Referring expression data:
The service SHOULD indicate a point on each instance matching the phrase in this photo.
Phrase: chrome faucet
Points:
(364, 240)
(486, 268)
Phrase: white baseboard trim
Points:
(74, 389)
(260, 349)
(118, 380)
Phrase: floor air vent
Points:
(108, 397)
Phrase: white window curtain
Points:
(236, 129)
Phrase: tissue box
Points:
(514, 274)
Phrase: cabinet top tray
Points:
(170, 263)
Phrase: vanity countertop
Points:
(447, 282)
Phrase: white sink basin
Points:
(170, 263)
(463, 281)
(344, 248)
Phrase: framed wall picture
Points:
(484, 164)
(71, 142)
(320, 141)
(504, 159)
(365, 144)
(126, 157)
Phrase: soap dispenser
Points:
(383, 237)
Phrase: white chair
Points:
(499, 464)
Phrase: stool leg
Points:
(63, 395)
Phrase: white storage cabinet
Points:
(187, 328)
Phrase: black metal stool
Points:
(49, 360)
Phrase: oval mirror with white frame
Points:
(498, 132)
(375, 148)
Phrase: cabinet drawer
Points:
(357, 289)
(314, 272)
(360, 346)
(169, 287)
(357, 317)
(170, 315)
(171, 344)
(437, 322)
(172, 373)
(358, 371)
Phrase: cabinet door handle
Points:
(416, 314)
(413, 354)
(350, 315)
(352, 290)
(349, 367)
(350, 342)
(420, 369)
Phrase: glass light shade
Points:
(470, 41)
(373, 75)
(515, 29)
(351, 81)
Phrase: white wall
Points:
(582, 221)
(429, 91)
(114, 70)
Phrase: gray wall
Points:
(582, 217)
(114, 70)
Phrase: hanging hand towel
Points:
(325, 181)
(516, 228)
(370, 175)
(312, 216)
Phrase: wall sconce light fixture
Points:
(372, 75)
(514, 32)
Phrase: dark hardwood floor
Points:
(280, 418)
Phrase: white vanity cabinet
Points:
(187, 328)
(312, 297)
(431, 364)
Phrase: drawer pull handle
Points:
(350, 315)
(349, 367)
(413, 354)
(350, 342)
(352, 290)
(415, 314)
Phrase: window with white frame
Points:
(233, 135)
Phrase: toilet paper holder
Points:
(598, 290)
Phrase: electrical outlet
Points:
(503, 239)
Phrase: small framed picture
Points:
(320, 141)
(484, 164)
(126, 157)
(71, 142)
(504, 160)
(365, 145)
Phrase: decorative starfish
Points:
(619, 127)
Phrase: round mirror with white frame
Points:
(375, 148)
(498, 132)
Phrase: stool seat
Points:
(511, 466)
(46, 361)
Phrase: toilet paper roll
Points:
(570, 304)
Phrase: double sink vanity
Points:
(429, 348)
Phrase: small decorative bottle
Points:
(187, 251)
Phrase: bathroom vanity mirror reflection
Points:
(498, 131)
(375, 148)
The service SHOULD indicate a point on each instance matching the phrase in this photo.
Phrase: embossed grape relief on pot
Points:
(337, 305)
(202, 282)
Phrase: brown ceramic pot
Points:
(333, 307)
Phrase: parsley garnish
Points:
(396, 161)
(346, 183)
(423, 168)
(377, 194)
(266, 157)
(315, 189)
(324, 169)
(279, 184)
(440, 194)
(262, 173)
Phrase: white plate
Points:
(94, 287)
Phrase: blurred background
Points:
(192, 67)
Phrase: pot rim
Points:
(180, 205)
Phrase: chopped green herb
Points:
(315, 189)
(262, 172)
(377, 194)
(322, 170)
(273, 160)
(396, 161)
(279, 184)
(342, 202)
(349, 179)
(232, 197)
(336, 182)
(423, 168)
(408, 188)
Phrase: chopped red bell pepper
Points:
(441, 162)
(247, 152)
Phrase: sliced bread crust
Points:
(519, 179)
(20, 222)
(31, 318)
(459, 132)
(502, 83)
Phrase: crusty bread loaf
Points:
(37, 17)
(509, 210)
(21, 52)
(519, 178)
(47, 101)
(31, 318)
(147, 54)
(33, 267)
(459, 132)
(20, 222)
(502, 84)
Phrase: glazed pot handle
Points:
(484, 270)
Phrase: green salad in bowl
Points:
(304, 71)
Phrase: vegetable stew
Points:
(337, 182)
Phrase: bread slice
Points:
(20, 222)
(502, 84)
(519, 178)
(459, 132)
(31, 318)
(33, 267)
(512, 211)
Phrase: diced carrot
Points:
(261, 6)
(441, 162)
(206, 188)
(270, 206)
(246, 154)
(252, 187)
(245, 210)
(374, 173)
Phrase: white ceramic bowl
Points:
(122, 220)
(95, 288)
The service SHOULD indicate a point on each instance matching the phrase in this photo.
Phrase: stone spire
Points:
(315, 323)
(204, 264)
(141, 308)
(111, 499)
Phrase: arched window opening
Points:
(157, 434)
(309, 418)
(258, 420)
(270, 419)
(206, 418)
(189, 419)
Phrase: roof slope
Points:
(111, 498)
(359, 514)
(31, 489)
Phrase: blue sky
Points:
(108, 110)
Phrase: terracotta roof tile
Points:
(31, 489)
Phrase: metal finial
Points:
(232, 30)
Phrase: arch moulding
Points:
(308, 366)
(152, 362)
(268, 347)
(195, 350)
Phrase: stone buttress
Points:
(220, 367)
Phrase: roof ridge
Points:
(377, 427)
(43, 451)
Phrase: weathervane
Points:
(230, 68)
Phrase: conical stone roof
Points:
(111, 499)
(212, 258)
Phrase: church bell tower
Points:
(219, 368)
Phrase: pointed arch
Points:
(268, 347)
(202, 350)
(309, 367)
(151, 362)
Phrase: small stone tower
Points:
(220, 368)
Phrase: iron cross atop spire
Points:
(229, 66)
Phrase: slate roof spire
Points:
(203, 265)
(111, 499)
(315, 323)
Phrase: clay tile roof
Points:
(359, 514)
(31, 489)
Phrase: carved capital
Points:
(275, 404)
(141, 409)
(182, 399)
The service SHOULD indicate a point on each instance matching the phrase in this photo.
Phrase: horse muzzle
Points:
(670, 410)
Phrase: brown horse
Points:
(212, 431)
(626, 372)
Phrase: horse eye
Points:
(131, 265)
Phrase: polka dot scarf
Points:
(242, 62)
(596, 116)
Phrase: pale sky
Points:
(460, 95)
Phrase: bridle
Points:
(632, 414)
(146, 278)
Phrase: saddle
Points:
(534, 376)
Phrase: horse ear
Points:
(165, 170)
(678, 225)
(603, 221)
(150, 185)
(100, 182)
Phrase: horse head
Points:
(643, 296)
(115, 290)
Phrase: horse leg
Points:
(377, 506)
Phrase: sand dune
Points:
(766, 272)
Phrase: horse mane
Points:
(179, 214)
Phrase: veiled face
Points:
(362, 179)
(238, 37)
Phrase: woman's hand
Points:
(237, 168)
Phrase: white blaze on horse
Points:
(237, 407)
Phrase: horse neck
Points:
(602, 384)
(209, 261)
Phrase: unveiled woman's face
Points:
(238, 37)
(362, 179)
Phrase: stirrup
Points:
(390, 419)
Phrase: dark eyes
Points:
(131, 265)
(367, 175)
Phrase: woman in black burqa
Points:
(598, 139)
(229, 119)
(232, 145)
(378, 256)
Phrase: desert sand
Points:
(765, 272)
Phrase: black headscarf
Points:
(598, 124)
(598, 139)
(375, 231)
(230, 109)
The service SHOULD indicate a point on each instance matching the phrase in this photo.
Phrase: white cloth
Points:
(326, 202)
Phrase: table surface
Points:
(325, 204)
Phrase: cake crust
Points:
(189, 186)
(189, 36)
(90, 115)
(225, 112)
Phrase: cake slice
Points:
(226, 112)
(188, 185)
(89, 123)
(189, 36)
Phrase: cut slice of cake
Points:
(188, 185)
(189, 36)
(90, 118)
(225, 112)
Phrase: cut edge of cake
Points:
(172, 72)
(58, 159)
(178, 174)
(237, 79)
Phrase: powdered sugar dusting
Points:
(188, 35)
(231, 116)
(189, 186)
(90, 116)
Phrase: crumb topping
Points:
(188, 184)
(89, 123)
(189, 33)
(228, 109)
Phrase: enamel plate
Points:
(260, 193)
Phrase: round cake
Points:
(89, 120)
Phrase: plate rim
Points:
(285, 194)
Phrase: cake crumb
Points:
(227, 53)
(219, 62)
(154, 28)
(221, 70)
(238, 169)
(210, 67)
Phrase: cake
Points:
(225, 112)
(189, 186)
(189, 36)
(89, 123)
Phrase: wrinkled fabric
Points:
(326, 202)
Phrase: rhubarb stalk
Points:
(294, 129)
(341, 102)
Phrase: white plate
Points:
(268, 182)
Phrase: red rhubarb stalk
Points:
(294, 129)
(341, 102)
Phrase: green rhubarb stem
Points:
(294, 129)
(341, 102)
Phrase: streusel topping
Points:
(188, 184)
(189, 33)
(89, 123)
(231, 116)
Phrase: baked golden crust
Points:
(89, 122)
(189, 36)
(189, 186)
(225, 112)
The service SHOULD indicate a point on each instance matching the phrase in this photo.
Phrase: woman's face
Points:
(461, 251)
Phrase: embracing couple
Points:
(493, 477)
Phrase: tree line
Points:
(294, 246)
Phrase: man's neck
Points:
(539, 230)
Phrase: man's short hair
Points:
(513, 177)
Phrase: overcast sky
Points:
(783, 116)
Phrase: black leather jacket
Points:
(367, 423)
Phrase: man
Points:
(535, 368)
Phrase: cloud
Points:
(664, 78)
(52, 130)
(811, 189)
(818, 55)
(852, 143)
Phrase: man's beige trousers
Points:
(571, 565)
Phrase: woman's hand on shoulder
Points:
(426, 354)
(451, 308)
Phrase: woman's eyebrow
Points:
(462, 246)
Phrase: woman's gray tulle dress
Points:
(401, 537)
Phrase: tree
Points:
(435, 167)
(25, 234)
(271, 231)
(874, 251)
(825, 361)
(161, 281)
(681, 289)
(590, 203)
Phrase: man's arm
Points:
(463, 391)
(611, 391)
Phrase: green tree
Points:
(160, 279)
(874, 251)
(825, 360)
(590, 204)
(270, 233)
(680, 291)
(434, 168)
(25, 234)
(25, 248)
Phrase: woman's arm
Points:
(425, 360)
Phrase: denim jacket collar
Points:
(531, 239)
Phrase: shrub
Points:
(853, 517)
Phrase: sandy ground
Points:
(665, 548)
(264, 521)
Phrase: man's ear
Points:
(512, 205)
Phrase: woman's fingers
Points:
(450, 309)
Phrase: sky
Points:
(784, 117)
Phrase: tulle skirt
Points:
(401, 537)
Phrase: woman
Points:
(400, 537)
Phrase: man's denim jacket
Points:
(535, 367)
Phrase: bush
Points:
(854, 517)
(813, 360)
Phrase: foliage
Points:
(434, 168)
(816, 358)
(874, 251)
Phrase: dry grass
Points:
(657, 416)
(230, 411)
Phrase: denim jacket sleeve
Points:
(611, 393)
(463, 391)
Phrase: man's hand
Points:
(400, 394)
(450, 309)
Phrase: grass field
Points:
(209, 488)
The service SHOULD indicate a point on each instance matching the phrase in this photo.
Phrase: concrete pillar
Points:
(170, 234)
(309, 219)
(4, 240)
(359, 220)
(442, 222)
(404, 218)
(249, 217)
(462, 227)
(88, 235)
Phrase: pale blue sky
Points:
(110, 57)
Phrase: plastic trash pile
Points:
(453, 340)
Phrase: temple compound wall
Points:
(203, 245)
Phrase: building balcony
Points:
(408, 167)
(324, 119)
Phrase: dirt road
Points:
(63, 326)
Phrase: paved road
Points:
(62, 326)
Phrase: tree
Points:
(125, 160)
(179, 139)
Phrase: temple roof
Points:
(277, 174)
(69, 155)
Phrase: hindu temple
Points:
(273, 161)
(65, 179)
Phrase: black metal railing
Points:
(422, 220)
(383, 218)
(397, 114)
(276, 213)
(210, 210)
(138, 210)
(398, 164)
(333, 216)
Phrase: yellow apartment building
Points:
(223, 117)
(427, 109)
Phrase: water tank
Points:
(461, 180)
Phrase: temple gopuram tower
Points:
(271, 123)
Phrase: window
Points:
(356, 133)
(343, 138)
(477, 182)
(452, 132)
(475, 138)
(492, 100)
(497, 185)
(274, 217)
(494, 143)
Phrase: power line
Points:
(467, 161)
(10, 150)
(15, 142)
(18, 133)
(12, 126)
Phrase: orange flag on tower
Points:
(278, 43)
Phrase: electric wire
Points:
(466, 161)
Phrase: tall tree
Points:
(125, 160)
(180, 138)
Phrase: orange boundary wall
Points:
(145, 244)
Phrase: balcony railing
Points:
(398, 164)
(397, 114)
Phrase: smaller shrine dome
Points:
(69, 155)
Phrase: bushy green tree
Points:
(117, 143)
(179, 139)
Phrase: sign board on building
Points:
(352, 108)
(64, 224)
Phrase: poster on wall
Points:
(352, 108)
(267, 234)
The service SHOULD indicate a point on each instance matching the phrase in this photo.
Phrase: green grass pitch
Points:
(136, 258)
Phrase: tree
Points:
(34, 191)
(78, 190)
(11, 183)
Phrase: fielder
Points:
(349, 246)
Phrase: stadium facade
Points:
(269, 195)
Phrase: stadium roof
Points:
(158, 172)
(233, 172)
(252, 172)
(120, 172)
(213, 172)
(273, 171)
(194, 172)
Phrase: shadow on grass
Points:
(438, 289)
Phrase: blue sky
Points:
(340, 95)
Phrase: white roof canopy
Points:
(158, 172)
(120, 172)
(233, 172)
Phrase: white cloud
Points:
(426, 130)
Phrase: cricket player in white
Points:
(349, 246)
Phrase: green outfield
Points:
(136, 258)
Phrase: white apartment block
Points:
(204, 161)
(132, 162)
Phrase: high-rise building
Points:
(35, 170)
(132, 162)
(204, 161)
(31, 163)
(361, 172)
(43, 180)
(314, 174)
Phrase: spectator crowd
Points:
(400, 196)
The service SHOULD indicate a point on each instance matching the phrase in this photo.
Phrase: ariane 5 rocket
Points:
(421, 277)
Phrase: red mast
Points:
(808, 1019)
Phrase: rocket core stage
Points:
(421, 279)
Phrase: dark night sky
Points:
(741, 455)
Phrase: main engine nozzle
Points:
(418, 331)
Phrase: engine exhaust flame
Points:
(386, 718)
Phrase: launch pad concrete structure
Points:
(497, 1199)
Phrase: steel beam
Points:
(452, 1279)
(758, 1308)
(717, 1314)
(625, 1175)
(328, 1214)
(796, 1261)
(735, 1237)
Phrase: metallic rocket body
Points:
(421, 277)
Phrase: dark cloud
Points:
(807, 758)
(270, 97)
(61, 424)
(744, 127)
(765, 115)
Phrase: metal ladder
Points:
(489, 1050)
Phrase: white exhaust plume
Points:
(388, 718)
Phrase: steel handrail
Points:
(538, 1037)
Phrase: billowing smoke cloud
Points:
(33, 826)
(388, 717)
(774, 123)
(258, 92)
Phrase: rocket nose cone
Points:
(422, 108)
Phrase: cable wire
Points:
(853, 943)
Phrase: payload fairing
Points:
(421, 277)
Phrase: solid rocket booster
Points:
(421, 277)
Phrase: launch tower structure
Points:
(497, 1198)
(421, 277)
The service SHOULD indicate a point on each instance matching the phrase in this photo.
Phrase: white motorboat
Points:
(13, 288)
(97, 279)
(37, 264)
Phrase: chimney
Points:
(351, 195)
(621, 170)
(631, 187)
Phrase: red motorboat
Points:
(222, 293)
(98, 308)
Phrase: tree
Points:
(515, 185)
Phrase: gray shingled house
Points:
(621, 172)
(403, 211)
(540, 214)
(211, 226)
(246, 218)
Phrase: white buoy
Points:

[EXERCISE DETAILS]: What lines in the entries above include the string "rhubarb"? Return each one.

[RESPONSE BELOW]:
Phrase: rhubarb stalk
Phrase: red rhubarb stalk
Phrase: green rhubarb stem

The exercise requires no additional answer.